## Exercise instructions
Everything from the line containing "[mark] white backdrop" through the last line of the records must be returned verbatim, and nothing outside that range.

----------------------------------------

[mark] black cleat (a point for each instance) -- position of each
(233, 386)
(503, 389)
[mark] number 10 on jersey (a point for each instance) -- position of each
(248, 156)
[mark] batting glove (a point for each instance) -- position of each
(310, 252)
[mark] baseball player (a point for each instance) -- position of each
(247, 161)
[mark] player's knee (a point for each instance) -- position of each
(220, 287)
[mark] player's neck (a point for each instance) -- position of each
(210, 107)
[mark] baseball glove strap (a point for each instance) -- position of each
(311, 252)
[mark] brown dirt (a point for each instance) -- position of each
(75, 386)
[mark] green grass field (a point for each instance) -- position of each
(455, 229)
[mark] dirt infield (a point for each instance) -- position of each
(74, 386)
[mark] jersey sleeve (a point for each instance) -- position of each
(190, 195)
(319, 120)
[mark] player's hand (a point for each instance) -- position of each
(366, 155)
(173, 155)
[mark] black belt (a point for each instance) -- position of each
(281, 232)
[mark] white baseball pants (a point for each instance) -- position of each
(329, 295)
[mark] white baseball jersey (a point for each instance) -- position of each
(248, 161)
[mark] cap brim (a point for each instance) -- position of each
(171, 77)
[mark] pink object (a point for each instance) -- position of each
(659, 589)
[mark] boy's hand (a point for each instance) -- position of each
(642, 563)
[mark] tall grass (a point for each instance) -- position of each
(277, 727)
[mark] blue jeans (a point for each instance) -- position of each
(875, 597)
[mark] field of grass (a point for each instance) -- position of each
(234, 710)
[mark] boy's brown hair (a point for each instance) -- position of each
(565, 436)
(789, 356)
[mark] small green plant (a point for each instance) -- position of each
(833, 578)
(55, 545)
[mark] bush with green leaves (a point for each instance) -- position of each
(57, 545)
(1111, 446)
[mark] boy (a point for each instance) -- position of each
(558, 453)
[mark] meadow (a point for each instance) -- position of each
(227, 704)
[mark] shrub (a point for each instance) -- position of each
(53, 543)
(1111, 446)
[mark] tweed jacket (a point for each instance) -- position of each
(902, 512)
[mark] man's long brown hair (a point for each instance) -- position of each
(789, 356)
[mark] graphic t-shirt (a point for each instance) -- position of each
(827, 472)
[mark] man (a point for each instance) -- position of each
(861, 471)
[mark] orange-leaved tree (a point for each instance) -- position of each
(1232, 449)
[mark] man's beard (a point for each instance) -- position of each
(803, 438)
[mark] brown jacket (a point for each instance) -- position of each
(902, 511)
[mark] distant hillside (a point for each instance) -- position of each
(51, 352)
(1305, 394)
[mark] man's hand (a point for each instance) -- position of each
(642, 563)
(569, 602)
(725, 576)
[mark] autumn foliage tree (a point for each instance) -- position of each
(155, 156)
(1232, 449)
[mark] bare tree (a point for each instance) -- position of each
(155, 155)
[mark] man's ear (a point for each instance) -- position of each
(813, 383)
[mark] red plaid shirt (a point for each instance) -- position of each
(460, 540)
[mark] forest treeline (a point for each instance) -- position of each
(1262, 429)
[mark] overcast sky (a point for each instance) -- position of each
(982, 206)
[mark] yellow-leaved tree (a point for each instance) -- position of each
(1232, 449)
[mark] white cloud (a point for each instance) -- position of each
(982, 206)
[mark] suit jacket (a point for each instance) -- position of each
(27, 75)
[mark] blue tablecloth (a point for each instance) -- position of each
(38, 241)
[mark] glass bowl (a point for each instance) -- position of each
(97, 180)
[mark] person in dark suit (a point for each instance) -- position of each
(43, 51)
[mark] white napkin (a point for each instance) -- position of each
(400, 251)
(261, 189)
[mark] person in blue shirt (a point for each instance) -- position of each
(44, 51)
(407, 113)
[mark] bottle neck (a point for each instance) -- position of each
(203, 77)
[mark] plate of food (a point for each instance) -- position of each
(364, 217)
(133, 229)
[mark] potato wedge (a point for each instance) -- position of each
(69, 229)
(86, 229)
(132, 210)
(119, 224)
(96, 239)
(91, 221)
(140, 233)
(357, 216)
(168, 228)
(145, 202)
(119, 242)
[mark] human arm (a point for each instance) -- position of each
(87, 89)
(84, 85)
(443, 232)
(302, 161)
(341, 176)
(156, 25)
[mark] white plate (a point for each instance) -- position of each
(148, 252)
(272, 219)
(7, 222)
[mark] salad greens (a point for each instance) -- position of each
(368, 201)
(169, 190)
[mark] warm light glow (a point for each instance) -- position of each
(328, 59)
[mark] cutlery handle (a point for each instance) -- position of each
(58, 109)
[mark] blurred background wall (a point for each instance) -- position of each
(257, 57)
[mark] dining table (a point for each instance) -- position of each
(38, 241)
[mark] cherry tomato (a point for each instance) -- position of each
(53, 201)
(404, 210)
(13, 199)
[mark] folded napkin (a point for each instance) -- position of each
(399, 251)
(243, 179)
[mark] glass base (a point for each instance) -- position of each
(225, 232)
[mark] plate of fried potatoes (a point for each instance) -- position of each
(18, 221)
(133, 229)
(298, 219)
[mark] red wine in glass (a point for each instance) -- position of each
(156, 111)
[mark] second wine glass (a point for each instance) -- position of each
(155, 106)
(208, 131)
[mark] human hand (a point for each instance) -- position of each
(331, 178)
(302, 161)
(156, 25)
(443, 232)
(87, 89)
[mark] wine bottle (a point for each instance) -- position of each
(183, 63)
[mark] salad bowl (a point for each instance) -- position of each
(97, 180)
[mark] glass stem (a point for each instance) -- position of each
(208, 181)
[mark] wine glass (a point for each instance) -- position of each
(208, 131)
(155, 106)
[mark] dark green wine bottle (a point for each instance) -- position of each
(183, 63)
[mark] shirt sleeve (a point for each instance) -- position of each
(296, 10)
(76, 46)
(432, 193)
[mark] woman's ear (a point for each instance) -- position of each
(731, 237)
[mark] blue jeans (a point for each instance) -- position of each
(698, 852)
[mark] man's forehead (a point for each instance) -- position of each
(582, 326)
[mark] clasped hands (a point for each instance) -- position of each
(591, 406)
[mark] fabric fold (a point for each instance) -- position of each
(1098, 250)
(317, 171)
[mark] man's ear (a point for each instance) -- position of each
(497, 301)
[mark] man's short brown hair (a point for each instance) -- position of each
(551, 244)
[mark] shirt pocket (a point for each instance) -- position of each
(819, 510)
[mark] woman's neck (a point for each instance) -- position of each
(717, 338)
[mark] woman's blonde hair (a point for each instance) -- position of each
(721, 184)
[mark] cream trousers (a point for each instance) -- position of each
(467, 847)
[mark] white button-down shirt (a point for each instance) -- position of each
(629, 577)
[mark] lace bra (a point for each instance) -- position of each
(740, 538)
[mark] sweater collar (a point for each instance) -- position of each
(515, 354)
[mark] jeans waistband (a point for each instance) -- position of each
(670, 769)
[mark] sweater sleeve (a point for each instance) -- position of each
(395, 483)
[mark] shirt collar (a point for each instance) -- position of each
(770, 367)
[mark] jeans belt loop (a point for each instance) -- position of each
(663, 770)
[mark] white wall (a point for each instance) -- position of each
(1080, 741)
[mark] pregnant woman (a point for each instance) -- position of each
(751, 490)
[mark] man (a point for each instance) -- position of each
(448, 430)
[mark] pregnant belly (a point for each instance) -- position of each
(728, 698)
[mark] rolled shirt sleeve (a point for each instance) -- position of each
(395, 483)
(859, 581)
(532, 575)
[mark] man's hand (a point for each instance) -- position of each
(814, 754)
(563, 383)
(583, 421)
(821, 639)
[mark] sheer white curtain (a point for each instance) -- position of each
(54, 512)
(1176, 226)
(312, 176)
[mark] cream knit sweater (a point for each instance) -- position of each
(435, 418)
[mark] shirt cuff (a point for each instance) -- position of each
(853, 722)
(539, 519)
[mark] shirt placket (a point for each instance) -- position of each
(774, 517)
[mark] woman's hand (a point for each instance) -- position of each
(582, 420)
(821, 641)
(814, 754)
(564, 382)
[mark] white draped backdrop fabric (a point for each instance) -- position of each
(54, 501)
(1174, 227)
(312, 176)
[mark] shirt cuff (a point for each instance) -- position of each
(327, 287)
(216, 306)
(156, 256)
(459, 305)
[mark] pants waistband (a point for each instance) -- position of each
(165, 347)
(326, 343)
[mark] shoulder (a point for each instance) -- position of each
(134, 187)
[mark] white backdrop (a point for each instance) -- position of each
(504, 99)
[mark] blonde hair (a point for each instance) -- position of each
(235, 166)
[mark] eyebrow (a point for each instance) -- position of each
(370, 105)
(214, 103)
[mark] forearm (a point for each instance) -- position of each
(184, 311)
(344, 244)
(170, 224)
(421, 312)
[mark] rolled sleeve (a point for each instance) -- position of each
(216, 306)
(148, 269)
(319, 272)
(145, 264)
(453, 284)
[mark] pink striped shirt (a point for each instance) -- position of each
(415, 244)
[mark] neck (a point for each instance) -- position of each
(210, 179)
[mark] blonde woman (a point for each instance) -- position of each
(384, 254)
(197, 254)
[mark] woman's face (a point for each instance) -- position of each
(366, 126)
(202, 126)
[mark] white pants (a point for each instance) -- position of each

----------------------------------------

## Output of the task
[mark] white backdrop (a point for each instance) -- position of each
(504, 99)
[mark] blonde hair (a point for each instance) -- position of each
(235, 166)
[mark] eyebrow (a point for each instance) -- position of each
(370, 105)
(214, 103)
[mark] forearm (a point for each instance) -- position of each
(184, 311)
(344, 244)
(170, 224)
(421, 312)
[mark] rolled sleeve (a point for each instance) -- position of each
(216, 306)
(148, 269)
(319, 272)
(145, 264)
(453, 284)
[mark] pink striped shirt (a point for each instance) -- position of each
(415, 244)
[mark] neck (a point for each instance) -- position of each
(210, 179)
[mark] blonde woman (a point for each instance) -- position of each
(384, 254)
(197, 254)
[mark] woman's face (a point for each instance) -- position of each
(366, 126)
(202, 126)
[mark] white pants (a point for each instance) -- position of each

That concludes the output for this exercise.